>>>
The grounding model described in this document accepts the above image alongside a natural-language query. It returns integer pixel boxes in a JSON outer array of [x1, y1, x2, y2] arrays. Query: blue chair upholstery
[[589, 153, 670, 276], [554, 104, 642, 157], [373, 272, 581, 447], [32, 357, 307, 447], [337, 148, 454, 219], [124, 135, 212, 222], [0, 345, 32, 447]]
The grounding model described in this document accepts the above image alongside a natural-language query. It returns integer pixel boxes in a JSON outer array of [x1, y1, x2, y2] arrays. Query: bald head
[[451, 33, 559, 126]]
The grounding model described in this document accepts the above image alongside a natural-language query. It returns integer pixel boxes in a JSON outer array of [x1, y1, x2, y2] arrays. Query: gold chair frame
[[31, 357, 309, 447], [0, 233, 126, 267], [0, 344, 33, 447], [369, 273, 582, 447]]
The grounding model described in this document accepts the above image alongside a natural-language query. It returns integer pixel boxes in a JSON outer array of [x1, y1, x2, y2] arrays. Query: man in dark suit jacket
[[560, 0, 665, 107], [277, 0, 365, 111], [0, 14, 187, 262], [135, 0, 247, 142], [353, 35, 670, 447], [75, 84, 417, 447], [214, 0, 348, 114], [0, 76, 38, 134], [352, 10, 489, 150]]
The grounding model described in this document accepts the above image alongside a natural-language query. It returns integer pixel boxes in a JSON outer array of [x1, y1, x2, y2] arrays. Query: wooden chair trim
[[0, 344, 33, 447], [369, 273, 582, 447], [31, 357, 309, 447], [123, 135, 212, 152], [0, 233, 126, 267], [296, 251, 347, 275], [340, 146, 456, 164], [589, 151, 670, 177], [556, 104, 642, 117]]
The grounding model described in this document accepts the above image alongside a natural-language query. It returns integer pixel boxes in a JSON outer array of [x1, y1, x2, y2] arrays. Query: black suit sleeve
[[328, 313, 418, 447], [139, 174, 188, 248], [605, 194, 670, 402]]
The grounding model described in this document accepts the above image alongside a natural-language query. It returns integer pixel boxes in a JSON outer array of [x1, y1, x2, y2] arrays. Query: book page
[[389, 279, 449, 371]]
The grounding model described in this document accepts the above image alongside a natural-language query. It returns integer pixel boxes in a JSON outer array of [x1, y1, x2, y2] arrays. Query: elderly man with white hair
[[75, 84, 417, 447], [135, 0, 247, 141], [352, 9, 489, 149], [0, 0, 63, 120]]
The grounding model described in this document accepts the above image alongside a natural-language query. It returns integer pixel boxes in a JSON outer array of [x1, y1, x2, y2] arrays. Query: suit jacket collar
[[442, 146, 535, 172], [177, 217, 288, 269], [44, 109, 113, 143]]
<<<
## Stated problem
Scale the box coordinates in the answers by 0.45, rounding each to a whole number with halves rounded up. Rewrite every line from the first one through the line containing "194, 670, 402]]", requests included, and leave the rest of each line unchanged.

## Exercise solution
The grounding model described in this document accepts the above image alongside a natural-language query. It returns integer pixel boxes in a JSON outer array of [x1, y1, x2, y2] arrays. Query: blue chair upholstery
[[265, 69, 302, 124], [249, 47, 289, 71], [168, 122, 261, 201], [14, 161, 138, 201], [152, 67, 204, 99], [56, 61, 95, 100], [0, 155, 14, 201]]
The grounding model described in this document accepts the above image alongside a natural-language query. It returns integer pixel boxes in a JSON outer array of [x1, y1, x2, y2] arrays. Query: bald head
[[203, 15, 252, 57]]
The grounding model described in this document accepts the above image alongside a natural-language query. It returns integer pixel boxes in a JSON outer array of [x1, y1, x2, y2] arrays. Query: gold chair frame
[[14, 161, 139, 201], [0, 105, 57, 120], [0, 155, 15, 201], [166, 123, 262, 201]]
The grounding model described in this document accepts the above image alongside a natural-language query. It returns integer pixel boxes in a JSON outer array of [x1, y1, x2, y2] arrays. Query: man in dark suit jacket
[[252, 0, 299, 48], [125, 0, 164, 50], [0, 6, 84, 118], [61, 0, 111, 64], [159, 16, 302, 201], [34, 38, 188, 201], [96, 0, 157, 51], [0, 34, 17, 60], [158, 5, 220, 68]]
The grounding model described in this document accepts the above image alongside a natural-language query. It returns integer pixel boxes in a JSON outer array of [x1, y1, x2, y2] arrays. Query: wooden chair trim
[[0, 155, 15, 201], [166, 123, 262, 201], [14, 161, 139, 201], [55, 61, 95, 68], [0, 105, 57, 120], [133, 113, 156, 124], [153, 66, 205, 74], [265, 68, 302, 80], [250, 47, 289, 53]]
The grounding model described in this document accepts the above image alongside a natural-language query. It returns integer pixel boxes in a JSON outer array of [x1, y1, x2, y2] arrays. Query: black suit sleeve
[[148, 141, 188, 201], [63, 78, 85, 112], [272, 87, 302, 181]]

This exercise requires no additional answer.